We need a majority, not just one!
Councillor Jean Swanson was elected to City Council in 2018 after running with COPE (The Coalition of Progressive Electors).
Her priorities are:
Affordable housing for all
- Protecting renters by freezing rents, meaning no annual allowable rent increase for four years, and implementing vacancy control so that landlords can’t raise rents as much as they like when a tenant leaves or is forced out
- Housing every counted homeless person with modular housing, which can be fully funded by a Mansion Tax in one year
- Building more social, co-op, and city-owned rental housing for people earning under $50,000 per year, subsidized by subsequent years’ Mansion Tax revenue
Harm reduction, not criminalization
- Stopping the opioid crisis by providing clean, safe, and free drugs, and culturally appropriate treatment on demand
- Reducing the police budget and putting that money into services for low-income and criminalized people
- Building an Indigenous healing and wellness centre in the Downtown Eastside
- Creating a real Sanctuary City where no one is reported to border security and all can access city services regardless of immigration status
- Having free transit with a U-Pass for the working class, taking about 40,000 cars off the road
- Raising welfare and disability rates to $1,600 per month to end homelessness
Councillor Swanson has worked to get governments to reduce and end poverty for about 40 years, for which she was awarded the Order of Canada in 2017.
She is the author of the book Poor Bashing: The Politics of Exclusion.
For the last 12 years she volunteered at the Carnegie Community Action Project working for more and better housing, higher welfare rates, and stopping gentrification in Vancouver’s Downtown Eastside.
In August 2018, Councillor Swanson spent four days in jail for blocking access to the Kinder Morgan pipeline.
____________
INSTRUCTION 1:
Please reproduce, line for line, the part of the data listing below that starts with the line containing "the horse leg" and runs through the line containing "point(12, 103)".

[Data listing]
____________
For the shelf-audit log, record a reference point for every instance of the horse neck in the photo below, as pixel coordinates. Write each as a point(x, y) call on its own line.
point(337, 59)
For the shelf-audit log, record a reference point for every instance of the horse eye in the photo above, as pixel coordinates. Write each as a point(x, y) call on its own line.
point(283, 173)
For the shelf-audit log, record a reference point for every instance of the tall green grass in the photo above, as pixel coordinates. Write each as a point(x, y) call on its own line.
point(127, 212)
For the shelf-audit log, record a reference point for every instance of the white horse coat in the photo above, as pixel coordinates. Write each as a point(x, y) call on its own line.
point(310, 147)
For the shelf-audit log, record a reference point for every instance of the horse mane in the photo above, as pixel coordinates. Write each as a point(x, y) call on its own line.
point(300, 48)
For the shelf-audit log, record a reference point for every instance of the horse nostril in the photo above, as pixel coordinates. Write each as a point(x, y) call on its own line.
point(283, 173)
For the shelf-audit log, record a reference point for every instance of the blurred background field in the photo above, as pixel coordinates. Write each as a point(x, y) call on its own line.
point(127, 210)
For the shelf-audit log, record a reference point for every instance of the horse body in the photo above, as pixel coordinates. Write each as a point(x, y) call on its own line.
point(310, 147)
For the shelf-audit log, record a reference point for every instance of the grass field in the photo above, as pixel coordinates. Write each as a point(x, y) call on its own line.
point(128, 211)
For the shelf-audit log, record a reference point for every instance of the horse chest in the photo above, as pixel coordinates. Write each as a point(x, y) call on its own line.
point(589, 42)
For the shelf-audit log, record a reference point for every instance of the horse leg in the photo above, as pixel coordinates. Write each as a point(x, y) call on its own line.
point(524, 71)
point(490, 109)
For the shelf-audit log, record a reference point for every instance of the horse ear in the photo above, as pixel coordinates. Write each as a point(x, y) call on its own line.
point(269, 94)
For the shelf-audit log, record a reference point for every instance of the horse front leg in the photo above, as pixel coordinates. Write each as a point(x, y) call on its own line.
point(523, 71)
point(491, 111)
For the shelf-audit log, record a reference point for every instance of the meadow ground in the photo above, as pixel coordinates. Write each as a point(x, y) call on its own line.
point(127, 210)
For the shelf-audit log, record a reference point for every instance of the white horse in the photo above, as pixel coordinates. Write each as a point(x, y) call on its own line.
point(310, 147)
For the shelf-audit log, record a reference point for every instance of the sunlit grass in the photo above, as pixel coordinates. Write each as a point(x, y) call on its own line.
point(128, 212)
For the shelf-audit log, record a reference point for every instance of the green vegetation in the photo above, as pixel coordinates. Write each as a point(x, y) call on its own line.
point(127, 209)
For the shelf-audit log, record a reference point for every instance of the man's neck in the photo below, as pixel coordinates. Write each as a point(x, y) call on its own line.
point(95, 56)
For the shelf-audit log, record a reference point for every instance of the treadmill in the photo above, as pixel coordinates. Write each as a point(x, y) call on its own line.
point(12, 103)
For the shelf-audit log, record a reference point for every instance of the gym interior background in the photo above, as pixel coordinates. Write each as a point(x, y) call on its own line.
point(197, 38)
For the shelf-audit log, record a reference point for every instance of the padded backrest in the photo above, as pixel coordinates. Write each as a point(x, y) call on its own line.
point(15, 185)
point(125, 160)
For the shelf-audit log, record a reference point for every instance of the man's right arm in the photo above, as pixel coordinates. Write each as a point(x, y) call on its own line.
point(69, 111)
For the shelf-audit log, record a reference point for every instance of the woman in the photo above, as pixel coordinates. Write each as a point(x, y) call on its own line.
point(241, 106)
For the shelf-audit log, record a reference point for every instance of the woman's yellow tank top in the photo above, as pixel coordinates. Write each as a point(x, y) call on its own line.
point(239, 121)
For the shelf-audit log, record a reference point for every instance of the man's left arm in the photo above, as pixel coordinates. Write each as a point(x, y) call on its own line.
____________
INSTRUCTION 2:
According to the councillor profile, in what year was Jean Swanson awarded the Order of Canada?

FULL OUTPUT 1:
For the shelf-audit log, record a reference point for every instance of the horse leg in the photo above, as pixel coordinates. Write each as a point(x, y) call on its own line.
point(524, 71)
point(490, 109)
For the shelf-audit log, record a reference point for every instance of the horse ear in the photo above, as pixel coordinates. Write each as a point(x, y) call on its own line.
point(269, 94)
For the shelf-audit log, record a reference point for every instance of the horse front leg in the photo above, as pixel coordinates. Write each as a point(x, y) call on its own line.
point(523, 71)
point(491, 111)
For the shelf-audit log, record a reference point for every instance of the meadow ground in the photo above, as pixel coordinates. Write each as a point(x, y) call on its own line.
point(127, 210)
For the shelf-audit log, record a reference point for every instance of the white horse in the photo above, as pixel coordinates. Write each as a point(x, y) call on its own line.
point(310, 147)
For the shelf-audit log, record a reference point for every instance of the sunlit grass in the photo above, as pixel coordinates. Write each as a point(x, y) call on its own line.
point(128, 212)
For the shelf-audit log, record a reference point for every instance of the green vegetation in the photo above, as pixel coordinates. Write each as a point(x, y) call on its own line.
point(127, 209)
For the shelf-audit log, record a reference point for every instance of the man's neck in the photo below, as pixel coordinates. Write each as a point(x, y) call on its own line.
point(95, 56)
For the shelf-audit log, record a reference point for every instance of the treadmill in the photo above, as pixel coordinates. Write each as a point(x, y) call on its own line.
point(12, 103)

FULL OUTPUT 2:
2017.